YANG DIKERJAKAN »
1. Tulis kembali bagian teks sumber yang dimulai dari "Apa yang sesungguhnya" dan berakhir pada "kenyataan sejarah itu.". Di dalamnya, ubah "kaum intelektual" menjadi "para cendekiawan".
2. Sebutkan semua tokoh yang menurut teks sumber memisahkan diri atau naik gunung karena merasa dikhianati.
3. Menurut teks sumber, Nambi dan Ronggolawe memisahkan diri dari kekuasaan siapa?

TEKS SUMBER »
.....

Apa yang sesungguhnya terjadi pada peristiwa reformasi 1998 itu belum terungkap secara jujur dan memang tidak ada kecenderungan dari pihak manapun untuk meneliti secara obyektif fakta-fakta yang sesungguhnya. Bahkan kaum intelektual di universitas-universitas juga tidak menunjukkan gejala bahwa mereka merasa perlu meneliti kenyataan sejarah itu.
Dulu Nambi dan Ronggolawe marah dan memisahkan diri dari kekuasaan Raden Wijaya di Majapahit karena setelah kekuasaan ditegakkan - pelaku perjuangan yang sesungguhnya justru dikhianati. Demikianlah juga lahirnya Kartosuwiryo atau Kahar Muzakkar yang naik gunung masuk hutan karena dikhianati - meskipun kita tidak sepakat pada metoda pemberontakan yang Daeng Kahar dan Kang Karto pilih.

.....

BARIS DATA »
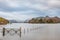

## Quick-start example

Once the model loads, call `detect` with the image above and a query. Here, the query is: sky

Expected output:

.....

JAWABAN LATIHAN »
1.
Apa yang sesungguhnya terjadi pada peristiwa reformasi 1998 itu belum terungkap secara jujur dan memang tidak ada kecenderungan dari pihak manapun untuk meneliti secara obyektif fakta-fakta yang sesungguhnya. Bahkan para cendekiawan di universitas-universitas juga tidak menunjukkan gejala bahwa mereka merasa perlu meneliti kenyataan sejarah itu.

2. Nambi, Ronggolawe, Kartosuwiryo, Kahar Muzakkar

3. Dari kekuasaan Raden Wijaya di Majapahit.